## Records

----------

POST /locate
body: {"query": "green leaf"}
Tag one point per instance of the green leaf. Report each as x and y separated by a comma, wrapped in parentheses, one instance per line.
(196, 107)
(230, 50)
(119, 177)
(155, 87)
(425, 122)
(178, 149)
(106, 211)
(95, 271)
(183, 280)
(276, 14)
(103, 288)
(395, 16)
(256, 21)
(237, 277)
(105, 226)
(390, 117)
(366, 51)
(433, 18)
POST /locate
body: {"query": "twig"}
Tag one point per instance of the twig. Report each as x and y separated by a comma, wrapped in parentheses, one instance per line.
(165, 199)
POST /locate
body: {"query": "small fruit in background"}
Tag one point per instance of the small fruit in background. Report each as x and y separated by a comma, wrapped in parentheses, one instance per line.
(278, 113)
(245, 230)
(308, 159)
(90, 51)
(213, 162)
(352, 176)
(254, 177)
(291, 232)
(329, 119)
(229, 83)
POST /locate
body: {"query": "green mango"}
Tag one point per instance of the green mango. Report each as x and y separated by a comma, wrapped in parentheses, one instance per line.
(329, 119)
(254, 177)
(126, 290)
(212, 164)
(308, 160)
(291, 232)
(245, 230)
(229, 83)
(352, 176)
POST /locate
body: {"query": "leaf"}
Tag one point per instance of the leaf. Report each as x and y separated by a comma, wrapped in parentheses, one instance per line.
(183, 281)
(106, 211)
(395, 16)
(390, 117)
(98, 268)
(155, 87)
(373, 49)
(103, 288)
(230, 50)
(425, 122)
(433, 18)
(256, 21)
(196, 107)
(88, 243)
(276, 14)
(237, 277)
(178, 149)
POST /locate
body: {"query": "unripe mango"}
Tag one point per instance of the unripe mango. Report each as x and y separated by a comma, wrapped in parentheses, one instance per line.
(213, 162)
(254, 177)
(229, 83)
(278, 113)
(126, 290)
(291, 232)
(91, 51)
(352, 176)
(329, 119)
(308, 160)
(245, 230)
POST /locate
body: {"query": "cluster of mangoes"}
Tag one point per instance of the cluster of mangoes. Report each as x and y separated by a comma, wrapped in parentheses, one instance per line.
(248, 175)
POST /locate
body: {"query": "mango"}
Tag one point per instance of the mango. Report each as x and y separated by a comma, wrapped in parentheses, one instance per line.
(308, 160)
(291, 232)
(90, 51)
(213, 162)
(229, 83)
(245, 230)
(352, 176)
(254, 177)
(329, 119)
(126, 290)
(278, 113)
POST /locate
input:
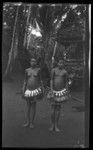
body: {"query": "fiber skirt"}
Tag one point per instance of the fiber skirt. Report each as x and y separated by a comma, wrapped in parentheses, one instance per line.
(34, 95)
(58, 97)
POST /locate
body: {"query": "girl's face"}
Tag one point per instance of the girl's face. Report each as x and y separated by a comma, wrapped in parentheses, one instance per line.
(33, 62)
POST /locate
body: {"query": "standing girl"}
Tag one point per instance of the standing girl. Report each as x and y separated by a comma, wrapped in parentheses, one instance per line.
(32, 90)
(58, 93)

----------

## Given request
Word for word, quote the lines above. Omit the pictures.

## Exercise response
POST /locate
body: {"query": "green leaf"}
Tag one point per instance of the green leaf. Report each as x and y separated by a comma, wrapped in parentheses, one instance per line.
(196, 107)
(230, 50)
(119, 177)
(155, 87)
(425, 122)
(178, 149)
(106, 211)
(95, 271)
(183, 280)
(276, 14)
(103, 288)
(395, 16)
(256, 21)
(237, 277)
(105, 226)
(390, 117)
(366, 51)
(433, 18)
POST /locate
body: {"query": "twig"}
Tag one point per instance of the twig. Report each as x and y separated by a comma, wrapped in parentheses, one instance per line.
(165, 199)
POST /locate
body: {"query": "small fruit in background"}
Tag one point per instance of the small fruit in background. Report each as x and y separated by a comma, wrapped in parentheses, one instance per line.
(278, 113)
(245, 230)
(308, 159)
(90, 51)
(213, 162)
(352, 176)
(254, 177)
(291, 232)
(329, 119)
(229, 83)
POST /locate
body: {"query": "green mango"}
Tag one point per instance of the green mango. Report each as x and y separated by a comma, wrapped in parentheses, one instance per line.
(329, 119)
(254, 177)
(126, 290)
(212, 164)
(308, 160)
(291, 232)
(245, 230)
(229, 83)
(352, 176)
POST /locate
body: {"query": "leaf"}
Tag one point per instance of the leaf. Report each as x and y separated by a comma, wrapped in parentheses, one instance per line.
(183, 281)
(106, 211)
(395, 16)
(390, 117)
(98, 268)
(155, 87)
(373, 49)
(103, 288)
(230, 50)
(425, 122)
(433, 18)
(256, 21)
(196, 107)
(88, 243)
(276, 14)
(237, 277)
(178, 149)
POST /locate
body: {"query": "unripe mango"}
Tag one point per instance of the unripe mango. Report each as x and y separated by a comma, wrapped in parentheses, one instance per line.
(213, 162)
(254, 177)
(229, 83)
(278, 113)
(126, 290)
(291, 232)
(91, 51)
(352, 176)
(329, 119)
(308, 160)
(245, 230)
POST /locate
body: {"query": "cluster of mangoes"}
Tag one point per instance of the cluster of mangoes. Report each as x and y separated by a comma, wrapped in parentheses, one instance per line.
(248, 175)
POST /locate
body: {"query": "mango"}
Tag one point per instance of the mango. Report each as x and y separated by a comma, wrapped in parentheses, one instance per line.
(308, 160)
(291, 232)
(90, 51)
(213, 162)
(229, 83)
(245, 230)
(352, 176)
(254, 177)
(329, 119)
(126, 290)
(278, 113)
POST /locate
input:
body: {"query": "fiber skirt"}
Tag one point per instance of the fiber skirt. Report each as x and y separated by a comma, wrapped in parentheses, one instance per line.
(34, 95)
(58, 97)
POST /locate
body: {"query": "girl's face"}
Tag one point per instance of the girl's face. Report each as x and y separated by a comma, wrapped in parentheses, one instance per line.
(33, 62)
POST /locate
body: {"query": "standing girl"}
Tag one point per instance of the standing girl. Report each as x and y separated by a comma, wrapped in parentheses, one instance per line.
(32, 90)
(58, 93)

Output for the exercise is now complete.